EXTRAIT FOURNI:
•••

Massacre de la Saint-Barthélemy
Massacre des protestants par les catholiques en France, déclenché dans la nuit du 24 août 1572 et qui s'étendit jusqu'au 30 août, marquant un tournant dans les guerres de religion françaises.
Le massacre de la Saint-Barthélemy est l’un des épisodes les plus sombres des guerres de religion en France. Déclenché dans la nuit du 24 août 1572 à Paris, il s’étendit jusqu’au 30 août et fit plusieurs milliers de morts parmi les protestants (huguenots). Cet événement marque un tournant décisif dans l’histoire des conflits religieux français du XVIᵉ siècle.
Contexte historique
Depuis 1562, la France est déchirée par les guerres de religion opposant catholiques et protestants. Le mariage d’Henri de Navarre (futur Henri IV) avec Marguerite de Valois, célébré le 18 août 1572, visait à réconcilier les deux camps. Mais le climat reste tendu.

•••

DONNÉES DE L'EXERCICE:
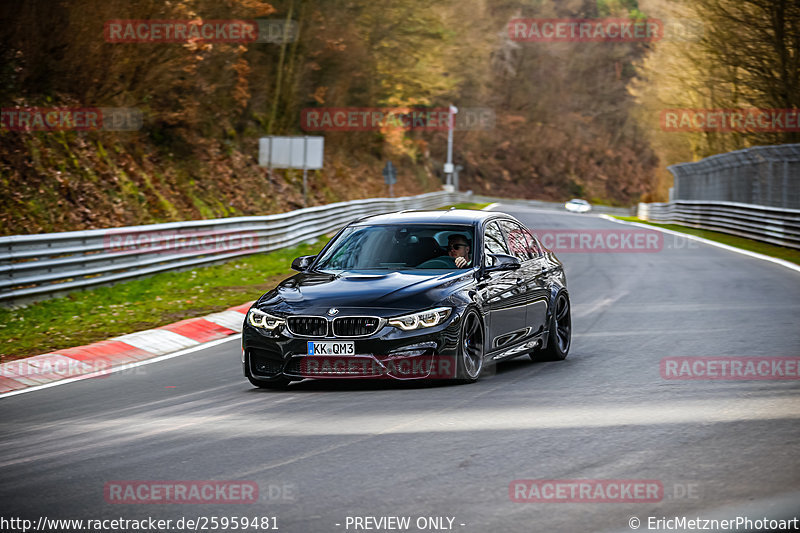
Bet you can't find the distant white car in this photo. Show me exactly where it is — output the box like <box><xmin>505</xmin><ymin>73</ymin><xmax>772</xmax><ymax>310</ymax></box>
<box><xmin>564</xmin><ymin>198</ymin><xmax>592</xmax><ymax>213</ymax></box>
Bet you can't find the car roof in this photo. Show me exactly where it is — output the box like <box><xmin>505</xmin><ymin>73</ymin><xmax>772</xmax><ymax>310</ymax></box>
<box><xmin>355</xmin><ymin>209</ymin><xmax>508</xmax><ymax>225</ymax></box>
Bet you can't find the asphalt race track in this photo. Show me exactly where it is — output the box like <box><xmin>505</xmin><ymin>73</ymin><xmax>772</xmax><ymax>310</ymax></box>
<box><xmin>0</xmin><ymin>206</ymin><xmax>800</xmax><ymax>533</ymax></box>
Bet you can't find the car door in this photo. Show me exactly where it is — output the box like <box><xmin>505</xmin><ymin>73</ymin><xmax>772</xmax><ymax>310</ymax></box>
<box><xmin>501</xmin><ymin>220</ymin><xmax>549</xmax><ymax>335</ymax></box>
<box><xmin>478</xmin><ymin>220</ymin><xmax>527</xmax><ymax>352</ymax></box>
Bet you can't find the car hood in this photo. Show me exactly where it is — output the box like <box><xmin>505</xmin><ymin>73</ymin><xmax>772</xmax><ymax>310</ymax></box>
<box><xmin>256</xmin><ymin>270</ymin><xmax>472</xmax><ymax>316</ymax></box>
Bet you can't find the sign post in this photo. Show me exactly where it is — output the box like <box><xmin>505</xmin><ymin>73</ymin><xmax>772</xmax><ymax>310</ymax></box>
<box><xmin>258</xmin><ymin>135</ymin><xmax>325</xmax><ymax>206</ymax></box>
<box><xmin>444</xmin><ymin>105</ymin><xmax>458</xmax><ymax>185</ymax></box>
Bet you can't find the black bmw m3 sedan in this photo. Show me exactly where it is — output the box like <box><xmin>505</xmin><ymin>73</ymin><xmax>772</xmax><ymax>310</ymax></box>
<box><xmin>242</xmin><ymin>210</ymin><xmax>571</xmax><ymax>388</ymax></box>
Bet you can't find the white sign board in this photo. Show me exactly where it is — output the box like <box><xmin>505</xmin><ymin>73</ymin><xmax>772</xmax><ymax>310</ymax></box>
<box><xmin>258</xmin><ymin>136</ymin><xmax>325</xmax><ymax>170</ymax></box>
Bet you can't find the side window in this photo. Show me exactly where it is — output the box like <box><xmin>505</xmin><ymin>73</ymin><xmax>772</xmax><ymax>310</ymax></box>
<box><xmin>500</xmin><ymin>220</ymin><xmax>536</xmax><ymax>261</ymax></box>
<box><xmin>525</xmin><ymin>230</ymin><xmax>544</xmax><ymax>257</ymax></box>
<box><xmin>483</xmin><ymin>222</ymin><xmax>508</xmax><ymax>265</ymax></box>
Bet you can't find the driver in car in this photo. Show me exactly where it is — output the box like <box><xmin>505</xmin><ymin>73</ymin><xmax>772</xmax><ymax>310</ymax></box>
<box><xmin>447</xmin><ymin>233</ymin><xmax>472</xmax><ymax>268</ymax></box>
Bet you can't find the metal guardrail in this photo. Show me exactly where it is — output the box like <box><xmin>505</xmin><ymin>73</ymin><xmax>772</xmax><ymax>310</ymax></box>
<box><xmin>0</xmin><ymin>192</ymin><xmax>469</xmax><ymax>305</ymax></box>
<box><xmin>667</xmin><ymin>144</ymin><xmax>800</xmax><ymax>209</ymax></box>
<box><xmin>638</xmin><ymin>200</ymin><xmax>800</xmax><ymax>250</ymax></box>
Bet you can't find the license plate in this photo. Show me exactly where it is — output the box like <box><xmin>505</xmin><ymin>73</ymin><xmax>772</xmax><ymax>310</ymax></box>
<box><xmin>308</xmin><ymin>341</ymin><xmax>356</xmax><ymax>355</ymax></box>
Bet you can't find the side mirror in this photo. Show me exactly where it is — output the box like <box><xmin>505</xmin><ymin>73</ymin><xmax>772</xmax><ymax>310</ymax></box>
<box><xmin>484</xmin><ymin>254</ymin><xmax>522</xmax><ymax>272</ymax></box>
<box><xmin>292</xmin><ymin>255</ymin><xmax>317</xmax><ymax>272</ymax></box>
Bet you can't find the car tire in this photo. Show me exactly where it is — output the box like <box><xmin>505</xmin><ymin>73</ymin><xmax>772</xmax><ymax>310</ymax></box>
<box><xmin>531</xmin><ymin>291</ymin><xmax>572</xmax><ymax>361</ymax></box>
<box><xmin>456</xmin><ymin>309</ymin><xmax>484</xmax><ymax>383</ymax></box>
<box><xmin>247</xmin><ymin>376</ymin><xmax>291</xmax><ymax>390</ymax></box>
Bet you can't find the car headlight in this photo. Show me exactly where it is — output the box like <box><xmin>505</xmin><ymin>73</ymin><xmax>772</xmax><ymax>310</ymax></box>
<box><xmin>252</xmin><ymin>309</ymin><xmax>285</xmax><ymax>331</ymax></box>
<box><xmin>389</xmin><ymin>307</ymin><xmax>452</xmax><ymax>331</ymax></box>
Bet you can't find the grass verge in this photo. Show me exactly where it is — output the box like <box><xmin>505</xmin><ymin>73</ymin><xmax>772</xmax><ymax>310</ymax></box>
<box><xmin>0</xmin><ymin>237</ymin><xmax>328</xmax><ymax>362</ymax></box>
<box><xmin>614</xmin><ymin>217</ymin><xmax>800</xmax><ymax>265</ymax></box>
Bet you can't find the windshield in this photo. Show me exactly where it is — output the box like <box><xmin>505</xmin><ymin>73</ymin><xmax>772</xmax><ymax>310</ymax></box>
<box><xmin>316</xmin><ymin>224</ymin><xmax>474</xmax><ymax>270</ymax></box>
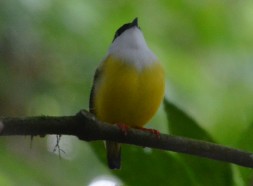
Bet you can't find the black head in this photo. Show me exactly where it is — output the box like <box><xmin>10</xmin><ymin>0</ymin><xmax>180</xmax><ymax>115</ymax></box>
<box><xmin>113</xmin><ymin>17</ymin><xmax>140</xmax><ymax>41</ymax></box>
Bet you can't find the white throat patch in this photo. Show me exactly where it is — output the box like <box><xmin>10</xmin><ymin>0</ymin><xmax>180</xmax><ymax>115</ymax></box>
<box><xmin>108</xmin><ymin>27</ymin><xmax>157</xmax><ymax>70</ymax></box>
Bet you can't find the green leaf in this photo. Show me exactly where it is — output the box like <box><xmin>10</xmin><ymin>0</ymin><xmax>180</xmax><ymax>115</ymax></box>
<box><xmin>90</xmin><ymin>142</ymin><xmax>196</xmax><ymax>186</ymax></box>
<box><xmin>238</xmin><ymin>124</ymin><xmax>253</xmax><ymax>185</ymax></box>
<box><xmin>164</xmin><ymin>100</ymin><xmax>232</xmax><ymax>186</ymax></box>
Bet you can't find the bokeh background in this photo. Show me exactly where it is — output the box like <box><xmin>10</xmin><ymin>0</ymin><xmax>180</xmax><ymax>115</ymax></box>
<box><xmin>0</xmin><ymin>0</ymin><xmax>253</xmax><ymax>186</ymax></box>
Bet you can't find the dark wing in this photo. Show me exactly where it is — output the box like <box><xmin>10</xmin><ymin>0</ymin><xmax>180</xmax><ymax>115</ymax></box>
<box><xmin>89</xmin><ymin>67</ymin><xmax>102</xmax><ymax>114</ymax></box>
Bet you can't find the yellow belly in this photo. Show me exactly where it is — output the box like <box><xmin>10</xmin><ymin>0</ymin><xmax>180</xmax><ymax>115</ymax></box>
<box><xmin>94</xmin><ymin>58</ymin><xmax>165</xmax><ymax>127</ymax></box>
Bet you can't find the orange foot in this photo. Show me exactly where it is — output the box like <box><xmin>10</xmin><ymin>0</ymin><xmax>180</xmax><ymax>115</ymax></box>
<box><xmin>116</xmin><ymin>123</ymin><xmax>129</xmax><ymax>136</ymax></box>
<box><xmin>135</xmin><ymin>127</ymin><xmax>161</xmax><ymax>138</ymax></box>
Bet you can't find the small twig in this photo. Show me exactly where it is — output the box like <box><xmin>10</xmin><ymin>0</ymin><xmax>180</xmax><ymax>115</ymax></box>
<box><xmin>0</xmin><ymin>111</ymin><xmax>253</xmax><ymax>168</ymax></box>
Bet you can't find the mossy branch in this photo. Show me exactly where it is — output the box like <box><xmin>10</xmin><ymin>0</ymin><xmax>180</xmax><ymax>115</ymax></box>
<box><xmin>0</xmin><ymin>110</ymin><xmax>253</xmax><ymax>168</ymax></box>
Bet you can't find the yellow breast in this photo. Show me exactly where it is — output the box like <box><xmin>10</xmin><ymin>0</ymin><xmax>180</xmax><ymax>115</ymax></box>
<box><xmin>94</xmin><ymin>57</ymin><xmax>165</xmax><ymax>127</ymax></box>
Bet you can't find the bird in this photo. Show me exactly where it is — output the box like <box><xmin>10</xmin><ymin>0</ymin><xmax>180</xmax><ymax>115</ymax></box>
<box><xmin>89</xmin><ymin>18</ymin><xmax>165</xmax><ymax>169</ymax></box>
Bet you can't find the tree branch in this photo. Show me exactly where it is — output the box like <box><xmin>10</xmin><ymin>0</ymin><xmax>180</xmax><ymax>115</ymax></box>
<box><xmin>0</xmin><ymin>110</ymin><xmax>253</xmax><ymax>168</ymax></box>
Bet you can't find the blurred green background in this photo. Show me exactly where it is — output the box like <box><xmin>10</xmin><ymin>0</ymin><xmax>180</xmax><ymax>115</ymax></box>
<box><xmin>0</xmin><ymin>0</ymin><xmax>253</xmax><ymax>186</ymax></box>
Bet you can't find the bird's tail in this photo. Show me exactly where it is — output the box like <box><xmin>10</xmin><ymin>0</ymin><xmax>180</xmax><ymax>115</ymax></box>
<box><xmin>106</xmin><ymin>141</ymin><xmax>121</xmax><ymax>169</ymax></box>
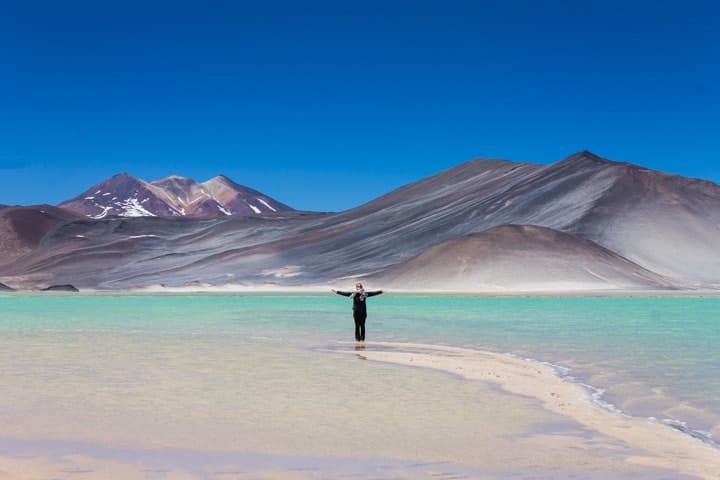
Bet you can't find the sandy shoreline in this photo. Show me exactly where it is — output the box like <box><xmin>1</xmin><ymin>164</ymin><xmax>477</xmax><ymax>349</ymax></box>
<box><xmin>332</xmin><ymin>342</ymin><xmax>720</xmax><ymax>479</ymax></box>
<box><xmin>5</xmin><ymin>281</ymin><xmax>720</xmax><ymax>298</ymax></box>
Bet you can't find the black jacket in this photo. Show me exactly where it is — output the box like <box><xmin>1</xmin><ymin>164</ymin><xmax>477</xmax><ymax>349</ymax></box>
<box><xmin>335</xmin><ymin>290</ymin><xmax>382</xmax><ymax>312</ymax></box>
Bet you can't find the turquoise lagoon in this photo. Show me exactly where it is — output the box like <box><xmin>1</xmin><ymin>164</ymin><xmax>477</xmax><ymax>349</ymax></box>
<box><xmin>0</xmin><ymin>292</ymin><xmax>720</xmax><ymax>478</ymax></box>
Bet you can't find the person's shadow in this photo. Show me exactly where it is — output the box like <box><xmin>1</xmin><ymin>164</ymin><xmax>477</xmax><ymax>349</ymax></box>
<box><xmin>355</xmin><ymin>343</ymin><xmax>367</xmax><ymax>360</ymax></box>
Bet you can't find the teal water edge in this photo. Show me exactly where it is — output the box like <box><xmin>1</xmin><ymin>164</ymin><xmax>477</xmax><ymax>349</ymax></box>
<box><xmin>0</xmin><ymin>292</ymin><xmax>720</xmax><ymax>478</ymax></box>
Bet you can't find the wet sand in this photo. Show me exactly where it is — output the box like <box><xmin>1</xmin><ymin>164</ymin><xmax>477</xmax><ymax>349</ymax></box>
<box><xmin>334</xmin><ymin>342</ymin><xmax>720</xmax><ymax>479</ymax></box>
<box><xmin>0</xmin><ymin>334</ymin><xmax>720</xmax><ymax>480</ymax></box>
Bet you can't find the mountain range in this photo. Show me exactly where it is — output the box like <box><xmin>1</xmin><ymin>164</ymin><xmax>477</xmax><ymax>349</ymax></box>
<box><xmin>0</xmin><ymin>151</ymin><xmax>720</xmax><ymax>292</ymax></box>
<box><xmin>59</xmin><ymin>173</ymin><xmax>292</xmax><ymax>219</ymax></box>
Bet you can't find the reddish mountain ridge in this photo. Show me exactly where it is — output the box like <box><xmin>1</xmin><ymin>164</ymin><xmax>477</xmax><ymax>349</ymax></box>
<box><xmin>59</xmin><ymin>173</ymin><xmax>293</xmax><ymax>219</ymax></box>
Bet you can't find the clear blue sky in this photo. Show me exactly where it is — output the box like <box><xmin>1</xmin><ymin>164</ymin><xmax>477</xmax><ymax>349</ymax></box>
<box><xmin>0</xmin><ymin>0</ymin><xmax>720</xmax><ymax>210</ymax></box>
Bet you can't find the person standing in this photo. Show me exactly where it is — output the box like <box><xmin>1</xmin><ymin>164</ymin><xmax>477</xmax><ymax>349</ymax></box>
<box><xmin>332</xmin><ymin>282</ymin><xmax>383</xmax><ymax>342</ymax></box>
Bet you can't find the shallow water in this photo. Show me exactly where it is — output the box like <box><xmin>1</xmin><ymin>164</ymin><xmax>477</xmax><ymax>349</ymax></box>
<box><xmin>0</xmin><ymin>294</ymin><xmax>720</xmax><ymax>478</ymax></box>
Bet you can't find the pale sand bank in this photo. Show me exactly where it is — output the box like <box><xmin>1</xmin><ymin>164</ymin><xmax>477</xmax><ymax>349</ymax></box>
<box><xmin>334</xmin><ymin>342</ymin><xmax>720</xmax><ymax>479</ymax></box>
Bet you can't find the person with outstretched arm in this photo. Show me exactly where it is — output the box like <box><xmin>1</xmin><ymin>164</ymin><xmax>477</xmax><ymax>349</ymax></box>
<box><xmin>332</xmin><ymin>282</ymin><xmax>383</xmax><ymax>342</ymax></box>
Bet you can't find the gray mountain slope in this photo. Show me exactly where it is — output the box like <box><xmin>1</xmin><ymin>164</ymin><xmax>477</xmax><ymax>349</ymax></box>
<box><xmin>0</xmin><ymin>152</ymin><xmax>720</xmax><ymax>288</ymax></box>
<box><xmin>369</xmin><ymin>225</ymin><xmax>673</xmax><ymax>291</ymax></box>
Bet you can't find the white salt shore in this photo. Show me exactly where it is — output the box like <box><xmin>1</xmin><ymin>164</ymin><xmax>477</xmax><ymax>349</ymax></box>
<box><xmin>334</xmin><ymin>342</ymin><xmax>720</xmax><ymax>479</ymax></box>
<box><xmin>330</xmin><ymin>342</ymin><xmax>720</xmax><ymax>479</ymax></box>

•••

TRAVAIL DEMANDÉ:
**1.** Relevez chaque date différente mentionnée dans le texte sur la Saint-Barthélemy, en ne notant qu'une fois celles qui reviennent.
**2.** Prolongez le texte sur la Saint-Barthélemy à partir de sa dernière phrase.

RÉPONSES NUMÉROTÉES:
**1.** 24 août 1572 ; 30 août ; 1562 ; 18 août 1572

**2.**
Le 22 août 1572, l’amiral Gaspard de Coligny, chef du parti protestant et conseiller influent du roi Charles IX, est victime d’une tentative d’assassinat. Bien qu’il survive, l’attentat exacerbe la méfiance des protestants et accélère les décisions violentes à la cour. Les contemporains et les historiens divergent sur le rôle exact de Catherine de Médicis, mère du roi, mais son implication dans la décision d’éliminer les chefs protestants est largement retenue par la tradition historique (Denis Crouzet, La nuit de la Saint-Barthélemy, Fayard, 1994).
Le déroulement du massacre
La nuit du 24 août 1572
Dans la nuit de la Saint-Barthélemy, les hommes du duc de Guise pénètrent chez Coligny et l’assassinent. Son corps est défenestré, mutilé et exhibé. Cet acte déclenche le massacre des chefs protestants rassemblés à Paris pour le mariage princier, puis d’une grande partie de la population huguenote de la capitale.
Les estimations varient, mais les historiens s’accordent sur 3 000 à 10 000 victimes à Paris (Jean-Louis Bourgeon, La Saint-Barthélemy, Gallimard, 1979).
L’extension en province (25–30 août)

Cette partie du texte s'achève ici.